§ Parts of the exercise:
• 1. In the album reviews, translate this sentence into Spanish: "Recorded live at the 1958 World Fair in Brussels, this album captures Benny Goodman and his band in top form."
• 2. According to the album reviews, who plays the drum solo that wraps up the closing track?
• 3. Carry on the album reviews from their last sentence.

§ Extract to read:

A: I can’t say for sure, but I bet it would be something along the lines of Tool.

Lateralus is one of their best albums. 

…No…

I think it IS their best album.

‘Nuff said.

Oh yeah, picture disks are freaking cool too.

Now, ’nuff said.

Benny Goodman – Plays World Favorites In High-Fidelity

The Swing band era was the original jam band era, and Benny Goodman was the original jam band leader, as is proven on this record.

Benny Goodman was all about the beat. And with Goodman’s music, the beat provided the pavement for the avenue to the solos. And it’s not just Benny and his clarinet that get the spotlight here – everyone gets the chance to break out and cut loose, free-forming on top of the beat.

Recorded live at the 1958 World Fair in Brussels, this album captures Benny Goodman and his band in top form. And in contrast to many of his early recordings, which suffered from the limitations of the recording technology of their time, this album captures them in top sound quality too – or as the album title puts it – “in high fidelity”.

One of the highlights of this album is the closing track, a 16 minute version of “Sing, Sing, Sing”, featuring solos from nearly all the band members on top of some of the best drumming you’ll hear anywhere; and it’s all wrapped up by a beat basking drum solo by Roy Burns. A jamming end to an incredible live performance; one that proved that with Benny Goodman, it truly was all about the solos – and all about the beat.

§ Information provided:
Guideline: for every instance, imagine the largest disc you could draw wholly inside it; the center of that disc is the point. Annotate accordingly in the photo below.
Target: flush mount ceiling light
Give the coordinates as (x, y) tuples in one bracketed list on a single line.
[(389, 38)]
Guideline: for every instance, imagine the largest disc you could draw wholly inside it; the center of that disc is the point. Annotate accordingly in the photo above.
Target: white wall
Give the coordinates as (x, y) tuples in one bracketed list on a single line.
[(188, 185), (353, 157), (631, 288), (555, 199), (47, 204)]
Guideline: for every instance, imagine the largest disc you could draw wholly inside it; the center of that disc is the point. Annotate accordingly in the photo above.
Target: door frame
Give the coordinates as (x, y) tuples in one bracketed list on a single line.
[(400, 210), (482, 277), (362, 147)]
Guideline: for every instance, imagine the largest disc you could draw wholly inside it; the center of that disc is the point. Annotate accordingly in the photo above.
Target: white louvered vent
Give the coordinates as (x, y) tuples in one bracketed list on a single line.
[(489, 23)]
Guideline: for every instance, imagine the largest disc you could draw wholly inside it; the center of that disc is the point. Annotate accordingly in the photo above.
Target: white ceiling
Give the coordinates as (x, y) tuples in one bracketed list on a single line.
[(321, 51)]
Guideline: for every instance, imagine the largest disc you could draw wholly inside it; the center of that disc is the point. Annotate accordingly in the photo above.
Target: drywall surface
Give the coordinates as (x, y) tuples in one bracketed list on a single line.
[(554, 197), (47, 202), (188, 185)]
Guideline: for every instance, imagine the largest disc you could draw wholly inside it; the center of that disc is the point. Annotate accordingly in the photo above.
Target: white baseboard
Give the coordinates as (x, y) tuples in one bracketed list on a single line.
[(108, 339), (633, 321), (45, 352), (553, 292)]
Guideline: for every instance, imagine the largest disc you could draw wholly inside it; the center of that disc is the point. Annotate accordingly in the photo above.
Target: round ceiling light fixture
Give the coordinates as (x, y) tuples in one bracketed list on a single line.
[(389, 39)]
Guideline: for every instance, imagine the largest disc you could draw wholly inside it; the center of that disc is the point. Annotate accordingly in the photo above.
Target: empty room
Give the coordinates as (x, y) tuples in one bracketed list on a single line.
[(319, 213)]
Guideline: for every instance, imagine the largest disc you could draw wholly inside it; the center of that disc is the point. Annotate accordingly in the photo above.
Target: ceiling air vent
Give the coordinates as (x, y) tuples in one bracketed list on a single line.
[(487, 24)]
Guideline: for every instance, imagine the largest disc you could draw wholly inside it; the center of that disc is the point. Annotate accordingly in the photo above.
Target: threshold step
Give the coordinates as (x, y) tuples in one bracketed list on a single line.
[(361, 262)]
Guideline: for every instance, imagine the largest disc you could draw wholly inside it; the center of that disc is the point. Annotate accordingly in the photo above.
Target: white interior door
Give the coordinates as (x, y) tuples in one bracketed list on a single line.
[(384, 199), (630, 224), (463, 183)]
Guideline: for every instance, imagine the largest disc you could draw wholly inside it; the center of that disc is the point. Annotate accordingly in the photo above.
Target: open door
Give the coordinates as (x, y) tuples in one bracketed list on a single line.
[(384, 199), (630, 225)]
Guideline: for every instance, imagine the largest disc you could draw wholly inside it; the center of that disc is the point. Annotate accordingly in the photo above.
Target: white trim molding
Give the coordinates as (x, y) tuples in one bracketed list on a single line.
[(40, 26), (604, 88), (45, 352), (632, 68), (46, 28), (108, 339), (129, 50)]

§ Task-by-task outputs:
• 1. Grabado en directo en la Exposición Universal de 1958 en Bruselas, este álbum capta a Benny Goodman y su banda en plena forma.

• 2. Roy Burns

• 3.
Nazareth – Hair Of The Dog

Oh, those pesky record companies – not letting Scottish rockers Nazareth give their 1975 album and the eponymous song from it, “Hair Of The Dog” its originally intended name. Not to worry. They had a plan “B.”

“Hair of the dog” is a phrase that refers to an old-time medicinal remedy for animal bites. It was once belief that if you applied a salve with some part of the animal mixed in it – the “hair of the dog that bit you,” for example – it would help heal the wound. This later made its way to metaphorically refer to a shot of booze in the morning as a cure for a hangover. The title to this album has nothing to do with either.

Nazareth originally wanted to name their sixth album “Son Of A Bitch” but A&M records was having none of that. The band decided to do a play on words to give the album a title alluding to what they wanted it to be. The phrase “Heir Of The Dog”, is a homonym for the actual album title (well, at least if you prononce it the way a Scotsman would). What Nazareth is referring to with “Hair Of The Dog” is atually “Heir Of The Dog.” Quite literally, a (male) heir of a (female) dog is a son of a bitch. 

So…yeah…take that, record company.

“Hair Of The Dog” is Nazareth’s most successful album. It has sold over two million copies. It spawned numerous hits for the band, including the title track. 

Only the U.S. version of the album contains one of the biggest hits from the album, a cover version of the Everly Brothers’ “Love Hurts.” On all copies sold outside the U.S., that song was replaced by a cover version of “Guilty” by Randy Newman. I think the U.S. got the better deal on that one.